## What this task involves
Check every line of the material below for the string "bare", and return the ones that have it.

## The data
________________
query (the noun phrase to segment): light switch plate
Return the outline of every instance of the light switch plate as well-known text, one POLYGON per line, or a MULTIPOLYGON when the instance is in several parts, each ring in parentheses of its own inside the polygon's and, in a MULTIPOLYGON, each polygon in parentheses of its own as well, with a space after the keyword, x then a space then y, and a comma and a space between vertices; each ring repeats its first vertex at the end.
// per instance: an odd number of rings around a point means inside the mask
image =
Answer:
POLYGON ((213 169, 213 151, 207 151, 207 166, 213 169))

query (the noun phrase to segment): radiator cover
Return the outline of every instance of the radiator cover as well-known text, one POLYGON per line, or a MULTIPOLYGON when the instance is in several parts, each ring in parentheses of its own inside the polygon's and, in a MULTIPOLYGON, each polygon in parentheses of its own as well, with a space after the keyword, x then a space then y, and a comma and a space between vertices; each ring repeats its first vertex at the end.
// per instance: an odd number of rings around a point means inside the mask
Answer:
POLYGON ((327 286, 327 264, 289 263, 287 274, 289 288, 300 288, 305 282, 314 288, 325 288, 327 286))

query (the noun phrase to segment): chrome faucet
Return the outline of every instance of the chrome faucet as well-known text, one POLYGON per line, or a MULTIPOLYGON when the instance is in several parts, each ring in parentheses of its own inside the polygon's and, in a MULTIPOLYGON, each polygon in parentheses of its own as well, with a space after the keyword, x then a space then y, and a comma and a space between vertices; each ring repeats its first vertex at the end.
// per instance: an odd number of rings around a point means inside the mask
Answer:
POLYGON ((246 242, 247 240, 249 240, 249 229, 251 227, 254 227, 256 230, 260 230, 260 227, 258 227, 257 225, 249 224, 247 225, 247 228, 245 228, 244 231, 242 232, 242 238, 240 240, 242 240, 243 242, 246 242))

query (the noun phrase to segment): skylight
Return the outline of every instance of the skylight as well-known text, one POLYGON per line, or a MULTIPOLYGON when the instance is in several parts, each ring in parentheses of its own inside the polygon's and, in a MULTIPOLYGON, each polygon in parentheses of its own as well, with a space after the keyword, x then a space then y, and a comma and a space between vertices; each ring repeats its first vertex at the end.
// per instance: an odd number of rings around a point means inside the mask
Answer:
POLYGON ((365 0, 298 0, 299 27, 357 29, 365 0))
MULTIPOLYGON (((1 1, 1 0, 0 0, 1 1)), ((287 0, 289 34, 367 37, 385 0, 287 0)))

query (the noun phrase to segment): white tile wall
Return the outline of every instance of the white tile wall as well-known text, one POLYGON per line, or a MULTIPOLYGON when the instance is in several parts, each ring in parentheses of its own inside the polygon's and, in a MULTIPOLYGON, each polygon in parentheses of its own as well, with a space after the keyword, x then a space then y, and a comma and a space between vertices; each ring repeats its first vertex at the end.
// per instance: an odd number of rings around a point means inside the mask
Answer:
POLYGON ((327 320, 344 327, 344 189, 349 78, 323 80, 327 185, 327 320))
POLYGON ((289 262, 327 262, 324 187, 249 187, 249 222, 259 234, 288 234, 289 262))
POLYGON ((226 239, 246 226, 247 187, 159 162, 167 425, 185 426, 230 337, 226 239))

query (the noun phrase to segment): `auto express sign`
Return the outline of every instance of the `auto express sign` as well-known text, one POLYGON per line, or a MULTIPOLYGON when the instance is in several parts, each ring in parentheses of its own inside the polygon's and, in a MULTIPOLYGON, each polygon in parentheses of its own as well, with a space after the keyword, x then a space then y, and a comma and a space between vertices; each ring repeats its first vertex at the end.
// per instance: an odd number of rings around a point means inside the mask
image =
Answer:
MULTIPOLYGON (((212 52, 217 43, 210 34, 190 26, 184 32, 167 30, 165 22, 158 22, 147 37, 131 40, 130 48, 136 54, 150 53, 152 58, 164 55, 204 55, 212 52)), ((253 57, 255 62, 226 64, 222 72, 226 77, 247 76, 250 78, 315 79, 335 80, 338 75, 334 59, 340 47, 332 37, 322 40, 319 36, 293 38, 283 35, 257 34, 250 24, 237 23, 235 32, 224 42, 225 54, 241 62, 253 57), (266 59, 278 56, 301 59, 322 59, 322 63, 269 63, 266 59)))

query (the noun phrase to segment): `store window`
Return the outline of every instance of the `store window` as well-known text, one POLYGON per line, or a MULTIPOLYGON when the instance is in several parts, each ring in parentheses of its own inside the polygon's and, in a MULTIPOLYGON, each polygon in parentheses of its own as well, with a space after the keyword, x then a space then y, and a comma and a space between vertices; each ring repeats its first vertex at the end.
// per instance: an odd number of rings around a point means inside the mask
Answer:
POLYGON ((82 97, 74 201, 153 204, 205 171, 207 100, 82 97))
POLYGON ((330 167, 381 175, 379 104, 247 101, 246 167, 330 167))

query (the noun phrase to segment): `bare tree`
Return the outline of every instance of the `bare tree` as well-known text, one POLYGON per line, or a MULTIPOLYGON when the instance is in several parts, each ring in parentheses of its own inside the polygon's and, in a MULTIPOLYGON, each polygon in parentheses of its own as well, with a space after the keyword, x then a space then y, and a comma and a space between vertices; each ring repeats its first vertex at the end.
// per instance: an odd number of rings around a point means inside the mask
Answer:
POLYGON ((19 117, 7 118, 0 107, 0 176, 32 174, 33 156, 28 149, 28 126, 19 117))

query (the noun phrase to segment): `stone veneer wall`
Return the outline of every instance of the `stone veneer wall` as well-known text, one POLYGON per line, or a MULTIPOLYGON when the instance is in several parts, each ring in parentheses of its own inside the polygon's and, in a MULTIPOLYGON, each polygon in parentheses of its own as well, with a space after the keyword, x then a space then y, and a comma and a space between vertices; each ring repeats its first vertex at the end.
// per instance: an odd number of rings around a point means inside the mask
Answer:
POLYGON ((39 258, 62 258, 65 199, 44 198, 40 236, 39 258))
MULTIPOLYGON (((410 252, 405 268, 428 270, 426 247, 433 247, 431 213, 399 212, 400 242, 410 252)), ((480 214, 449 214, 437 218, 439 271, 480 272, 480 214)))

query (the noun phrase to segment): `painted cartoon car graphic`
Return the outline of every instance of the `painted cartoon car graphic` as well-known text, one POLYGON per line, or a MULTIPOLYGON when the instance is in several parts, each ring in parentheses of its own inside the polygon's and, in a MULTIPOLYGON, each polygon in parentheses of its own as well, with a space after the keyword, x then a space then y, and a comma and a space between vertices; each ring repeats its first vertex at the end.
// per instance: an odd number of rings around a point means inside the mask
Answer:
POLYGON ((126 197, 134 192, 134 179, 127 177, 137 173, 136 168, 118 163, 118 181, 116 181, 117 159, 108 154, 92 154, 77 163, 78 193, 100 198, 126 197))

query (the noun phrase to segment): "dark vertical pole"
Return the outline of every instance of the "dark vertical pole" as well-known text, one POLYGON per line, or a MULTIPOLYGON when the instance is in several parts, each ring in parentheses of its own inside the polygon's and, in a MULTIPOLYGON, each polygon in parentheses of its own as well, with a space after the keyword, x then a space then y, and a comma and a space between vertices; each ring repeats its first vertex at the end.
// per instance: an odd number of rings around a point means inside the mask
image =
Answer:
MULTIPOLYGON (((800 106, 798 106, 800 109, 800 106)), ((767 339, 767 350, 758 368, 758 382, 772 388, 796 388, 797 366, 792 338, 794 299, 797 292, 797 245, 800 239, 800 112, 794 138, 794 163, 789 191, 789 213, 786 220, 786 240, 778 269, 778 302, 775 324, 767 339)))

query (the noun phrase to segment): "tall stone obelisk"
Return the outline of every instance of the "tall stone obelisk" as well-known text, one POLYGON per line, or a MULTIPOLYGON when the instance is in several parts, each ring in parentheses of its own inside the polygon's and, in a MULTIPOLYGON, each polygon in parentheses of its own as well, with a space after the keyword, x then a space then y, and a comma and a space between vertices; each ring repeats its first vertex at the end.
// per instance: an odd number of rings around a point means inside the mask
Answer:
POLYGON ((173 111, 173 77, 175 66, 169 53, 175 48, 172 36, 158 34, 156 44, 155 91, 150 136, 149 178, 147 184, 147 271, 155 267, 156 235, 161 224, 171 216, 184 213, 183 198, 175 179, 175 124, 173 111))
________________
## Result of this exercise
query (the noun phrase to segment): `bare tree`
Return the outline of every instance of the `bare tree` as well-known text, one POLYGON per line, or a MULTIPOLYGON when the instance is in several parts, each ring in parentheses of its own inside the polygon's and, in a MULTIPOLYGON, each polygon in parentheses of its own as well, with a space after the keyword, x then a space then y, and a comma and a space between vertices; each ring repeats its first vertex at the end.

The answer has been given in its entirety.